Passage:
• • •

Open davide-q opened 4 months ago
@llvm/issue-subscribers-lldb
Author: None (davide-q)
Just FYI, in my environment the problem has not changed with rc2
I wonder if https://github.com/llvm/llvm-project/issues/25067 has been inadvertently re-introduced?
I think so.
The original terminfo fix from https://github.com/llvm/llvm-project/pull/69458 was removed by https://github.com/llvm/llvm-project/pull/92865 which removed terminfo as a dependency.
The original fix is mentioned in https://github.com/spack/spack/issues/36954 where they are missing the same symbol you are.
And someone from there turned up on the removal PR: https://github.com/llvm/llvm-project/pull/92865#issuecomment-2261438018
Perhaps this is because on a system where ncurses and terminfo are combined, removing terminfo is ok because the symbols come from the combined ncurses anyway. When they are split into two, we still have to link terminfo as well to be able to use ncurses.
What is your environment and does it have this split? Some of the commands shown in https://github.com/llvm/llvm-project/issues/25067#issue-1076221744 can confirm that, I presume.
@JDevlieghere also commented there but didn't want to commit something without trying it, so if we can run your environment in a container we can figure it out.
Thanks @DavidSpickett
My environment is a bare-metal RHEL 8.8 installation in which I am attempting (as I always have) a spack-based install of LLVM, so all of your sleuthing is spot-on! I don't use containers, so I can't help with that (unless I make a massive effort), but perhaps you would be able to reproduce the issue with spack which is a git-clone and a couple of spack bootstrap commands. Let me know if you would like me to list a step-by-step on how to reproduce it in that context.

• • •

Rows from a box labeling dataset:
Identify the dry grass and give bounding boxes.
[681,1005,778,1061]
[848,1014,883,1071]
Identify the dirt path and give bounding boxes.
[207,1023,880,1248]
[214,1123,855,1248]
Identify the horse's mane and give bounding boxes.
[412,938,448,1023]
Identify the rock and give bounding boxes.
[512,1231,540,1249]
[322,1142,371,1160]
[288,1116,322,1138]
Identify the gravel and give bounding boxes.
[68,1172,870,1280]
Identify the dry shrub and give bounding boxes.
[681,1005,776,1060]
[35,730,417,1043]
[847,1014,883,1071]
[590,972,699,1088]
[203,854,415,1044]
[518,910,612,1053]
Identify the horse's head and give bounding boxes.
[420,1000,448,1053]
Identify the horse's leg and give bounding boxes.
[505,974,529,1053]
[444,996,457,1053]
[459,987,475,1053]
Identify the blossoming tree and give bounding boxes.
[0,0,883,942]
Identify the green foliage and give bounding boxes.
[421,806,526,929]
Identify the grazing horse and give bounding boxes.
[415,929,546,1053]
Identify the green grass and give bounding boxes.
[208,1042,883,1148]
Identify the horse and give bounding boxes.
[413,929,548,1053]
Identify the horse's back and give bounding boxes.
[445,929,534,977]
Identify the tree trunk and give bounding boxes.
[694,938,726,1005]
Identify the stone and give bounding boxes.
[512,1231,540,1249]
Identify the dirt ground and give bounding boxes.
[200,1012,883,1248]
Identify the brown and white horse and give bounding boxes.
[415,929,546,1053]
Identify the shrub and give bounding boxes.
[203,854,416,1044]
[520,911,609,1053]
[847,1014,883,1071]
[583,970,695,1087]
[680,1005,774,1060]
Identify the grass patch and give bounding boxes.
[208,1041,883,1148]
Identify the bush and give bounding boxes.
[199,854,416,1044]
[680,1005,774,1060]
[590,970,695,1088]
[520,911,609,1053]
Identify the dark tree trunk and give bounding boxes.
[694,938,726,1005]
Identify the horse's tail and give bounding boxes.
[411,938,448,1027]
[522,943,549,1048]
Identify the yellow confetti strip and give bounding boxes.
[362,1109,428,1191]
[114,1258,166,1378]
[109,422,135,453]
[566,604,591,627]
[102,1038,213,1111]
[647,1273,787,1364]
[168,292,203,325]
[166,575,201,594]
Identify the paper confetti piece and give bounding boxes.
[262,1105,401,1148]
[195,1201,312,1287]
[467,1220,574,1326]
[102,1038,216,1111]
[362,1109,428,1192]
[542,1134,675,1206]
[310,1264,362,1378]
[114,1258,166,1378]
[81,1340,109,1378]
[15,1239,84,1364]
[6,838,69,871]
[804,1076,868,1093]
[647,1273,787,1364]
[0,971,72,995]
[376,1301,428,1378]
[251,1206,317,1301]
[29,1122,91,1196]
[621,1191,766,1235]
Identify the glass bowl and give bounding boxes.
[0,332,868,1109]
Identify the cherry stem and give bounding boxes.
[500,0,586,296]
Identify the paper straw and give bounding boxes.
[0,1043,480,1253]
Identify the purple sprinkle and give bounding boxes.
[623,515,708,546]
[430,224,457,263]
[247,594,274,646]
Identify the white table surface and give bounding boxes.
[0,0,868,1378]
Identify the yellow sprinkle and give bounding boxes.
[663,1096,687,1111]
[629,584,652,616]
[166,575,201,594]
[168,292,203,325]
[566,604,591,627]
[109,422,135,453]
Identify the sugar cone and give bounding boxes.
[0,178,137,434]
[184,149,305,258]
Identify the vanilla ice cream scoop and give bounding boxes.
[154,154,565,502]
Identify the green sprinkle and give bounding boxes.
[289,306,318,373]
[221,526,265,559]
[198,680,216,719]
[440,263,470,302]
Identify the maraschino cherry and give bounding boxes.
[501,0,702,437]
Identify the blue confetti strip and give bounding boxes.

• • •

What to do:
Answer these from the issue thread:
1. Which pull request removed terminfo as a dependency?
2. On a system where ncurses and terminfo are split into two, what must still be linked to use ncurses?
3. What operating system and version does the bare-metal installation run?
Rely only on the thread for the answers.

Response to this task:
1. https://github.com/llvm/llvm-project/pull/92865
2. terminfo
3. RHEL 8.8